Hace años que el derecho a la ciudad dejó de ser un tema urbanístico para convertirse en una bandera política, social y humana. Porque el acceso a la ciudad no es únicamente la posibilidad de habitarla, sino de vivirla con dignidad: moverse en ella sin miedo, trabajar sin recorrer largas horas hasta el destino, acceder a servicios básicos sin mendigarlos, caminar sin ser molestado y habitar sin ser desahuciado por el mercado.
Pero la Ciudad de México, con toda su riqueza cultural, histórica y simbólica, aún tiene un desafío: es profundamente desigual, no sólo en términos de ingresos, sino también en términos de acceso al bienestar urbano.
De acuerdo con la Encuesta Nacional de Ingresos y Gastos de los Hogares (ENIGH, 2022) del Inegi, el ingreso corriente promedio por hogar en la CDMX es de 26 mil pesos mensuales. Pero esa cifra promedio oculta diferencias abismales entre alcaldías, pues mientras en algunas, como Benito Juárez, el ingreso por hogar supera los 50 mil pesos al mes, en otras, como Iztapalapa, Milpa Alta y Tláhuac, ronda apenas los 15 mil o menos.
A eso se suma que la mitad de la población capitalina vive con menos de ocho mil 500 pesos mensuales por persona, con base en estimaciones de BBVA Research y el Consejo Nacional de Evaluación de la Política de Desarrollo Social (Coneval). Dicho nivel de ingreso limita seriamente el acceso a una vivienda digna, alimentación adecuada, salud preventiva e, incluso, a la conectividad digital, especialmente si consideramos que el costo promedio de la canasta básica urbana supera los tres mil pesos por persona al mes (Coneval, 2024).

- **Extracto de datos**
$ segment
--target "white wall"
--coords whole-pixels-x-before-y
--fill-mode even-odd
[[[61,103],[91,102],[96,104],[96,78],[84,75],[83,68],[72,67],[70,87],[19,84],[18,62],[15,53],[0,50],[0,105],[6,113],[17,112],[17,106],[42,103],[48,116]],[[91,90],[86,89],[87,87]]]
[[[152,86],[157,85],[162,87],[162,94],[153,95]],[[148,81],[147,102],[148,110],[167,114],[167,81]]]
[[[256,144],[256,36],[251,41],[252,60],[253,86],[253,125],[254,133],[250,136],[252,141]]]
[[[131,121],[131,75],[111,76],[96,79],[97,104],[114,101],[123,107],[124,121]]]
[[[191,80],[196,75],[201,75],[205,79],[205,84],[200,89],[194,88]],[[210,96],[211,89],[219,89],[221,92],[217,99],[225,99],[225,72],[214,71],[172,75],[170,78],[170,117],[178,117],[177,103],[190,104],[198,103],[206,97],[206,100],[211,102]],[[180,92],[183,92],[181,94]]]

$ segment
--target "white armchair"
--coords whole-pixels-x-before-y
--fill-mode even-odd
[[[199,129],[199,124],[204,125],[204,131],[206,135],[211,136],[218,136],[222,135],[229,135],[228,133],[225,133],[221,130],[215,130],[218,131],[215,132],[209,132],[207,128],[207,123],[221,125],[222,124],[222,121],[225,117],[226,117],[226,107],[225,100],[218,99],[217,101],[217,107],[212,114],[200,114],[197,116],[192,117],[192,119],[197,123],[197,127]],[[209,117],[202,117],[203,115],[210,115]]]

- **Qué hacer**
Prosigue el texto sobre el derecho a la ciudad y la desigualdad en la Ciudad de México justo después de su última oración.

- **Resultado**
Y esa desigualdad impacta todos los días en el acceso al bienestar urbano. La forma en que se distribuyen los servicios, la infraestructura y la inversión pública condiciona la vida cotidiana de millones de capitalinos. Por ejemplo, de acuerdo con el Índice de Bienestar Urbano (IBU) del Imco (2022), existe una gran desigualdad en las condiciones de vida de quienes viven en alcaldías centrales y periféricas. Mientras alcaldías como Coyoacán y Miguel Hidalgo cuentan con un IBU superior a 70 puntos, de 100, otras como Milpa Alta, Tláhuac e Iztapalapa apenas alcanzan 40 puntos o menos.
En zonas como Milpa Alta, sólo 45% de las viviendas cuenta con acceso a internet, frente a 89% en Benito Juárez. Asimismo, zonas de alta marginación cuentan con menos de un médico por cada mil habitantes, mientras que las de mayor desarrollo tienen más de tres por cada mil personas. El acceso a transporte formal es igualmente desigual; Iztapalapa, donde habita 20% de la población de la ciudad, sólo recibe 6% de la inversión en transporte estructurado.
Incluso, estudios del Observatorio de Salud de la CDMX (Sedesa, 2022) muestran que la esperanza de vida en alcaldías del sur-oriente es hasta siete años menor que en las del centro-poniente. Es decir, que el lugar donde se nace abre o cierra ciertas oportunidades y también determina la expectativa de vida.
De modo que estas diferencias estructurales, además de ser reflejo de cómo se ha invertido o dejado de invertir en ciertos territorios son, además, una forma silenciosa de exclusión.
Como integrante del Congreso de la Ciudad de México, reconozco que tenemos una deuda pendiente: garantizar que la ciudad sea vivible para todas las personas, no sólo para quienes pueden pagarla. Esto implica reforzar las políticas de vivienda, de desarrollo urbano, de uso de suelo y de inversión pública, para seguir impulsando el tránsito de una ciudad fragmentada a una ciudad tejida.